Source material>

══════════════════════════════

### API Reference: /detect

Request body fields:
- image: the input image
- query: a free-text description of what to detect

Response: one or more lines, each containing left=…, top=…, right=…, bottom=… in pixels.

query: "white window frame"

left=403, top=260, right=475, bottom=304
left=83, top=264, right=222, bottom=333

══════════════════════════════

Reproduce every line of the items above, character for character, with nothing added or left out.

### API Reference: /detect

Request body fields:
- image: the input image
- query: a free-text description of what to detect

Response: one or more lines, each containing left=…, top=…, right=…, bottom=… in pixels.

query: "white window frame"

left=403, top=260, right=475, bottom=304
left=83, top=264, right=222, bottom=333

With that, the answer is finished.